--- START ---

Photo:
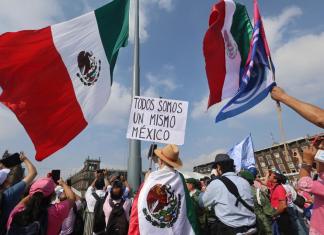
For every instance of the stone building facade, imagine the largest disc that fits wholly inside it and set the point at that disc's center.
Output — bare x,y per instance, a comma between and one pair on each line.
274,158
83,179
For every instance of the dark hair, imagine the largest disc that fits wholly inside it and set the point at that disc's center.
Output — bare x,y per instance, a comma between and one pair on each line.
281,179
227,166
35,208
100,183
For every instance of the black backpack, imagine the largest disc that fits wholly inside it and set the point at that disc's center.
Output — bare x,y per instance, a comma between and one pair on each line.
231,187
117,222
36,228
78,226
99,223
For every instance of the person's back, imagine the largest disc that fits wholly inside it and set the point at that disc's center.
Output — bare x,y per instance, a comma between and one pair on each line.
12,193
225,209
231,198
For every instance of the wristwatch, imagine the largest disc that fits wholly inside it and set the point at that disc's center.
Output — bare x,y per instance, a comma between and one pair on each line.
305,166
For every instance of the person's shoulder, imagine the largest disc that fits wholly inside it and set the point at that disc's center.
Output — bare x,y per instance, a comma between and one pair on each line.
18,187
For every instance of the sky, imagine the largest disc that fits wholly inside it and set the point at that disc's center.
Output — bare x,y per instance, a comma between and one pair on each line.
172,66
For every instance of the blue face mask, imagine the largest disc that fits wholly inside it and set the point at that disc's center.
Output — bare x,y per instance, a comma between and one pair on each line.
156,166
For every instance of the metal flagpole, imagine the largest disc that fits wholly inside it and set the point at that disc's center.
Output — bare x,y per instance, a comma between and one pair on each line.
134,160
279,112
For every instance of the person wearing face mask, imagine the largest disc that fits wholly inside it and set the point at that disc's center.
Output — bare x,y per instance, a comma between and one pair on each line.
116,209
315,187
231,198
163,203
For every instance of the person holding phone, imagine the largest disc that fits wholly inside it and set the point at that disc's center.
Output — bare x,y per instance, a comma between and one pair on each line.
315,187
11,194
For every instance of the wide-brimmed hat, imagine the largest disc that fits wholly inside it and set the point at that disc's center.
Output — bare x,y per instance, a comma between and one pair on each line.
221,157
43,185
170,155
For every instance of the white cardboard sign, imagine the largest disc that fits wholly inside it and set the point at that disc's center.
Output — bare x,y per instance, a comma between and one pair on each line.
158,120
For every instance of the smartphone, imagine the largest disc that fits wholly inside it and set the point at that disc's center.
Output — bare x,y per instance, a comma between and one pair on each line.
12,160
151,150
56,175
319,156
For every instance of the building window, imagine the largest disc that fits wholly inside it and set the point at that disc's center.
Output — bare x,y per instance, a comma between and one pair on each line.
291,165
282,168
279,160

--- END ---

DIRECTIONS:
Repeat, with no changes, each line from the one with "For every instance of the building" to the end of the listing, including both ends and nothing else.

TASK OUTPUT:
For every instance of the building window, imagine the largest disc that fits wholly inside it and set the point at that disc's center.
Output — bare x,y per instance, a comma between and one pair on each line.
291,165
282,168
279,160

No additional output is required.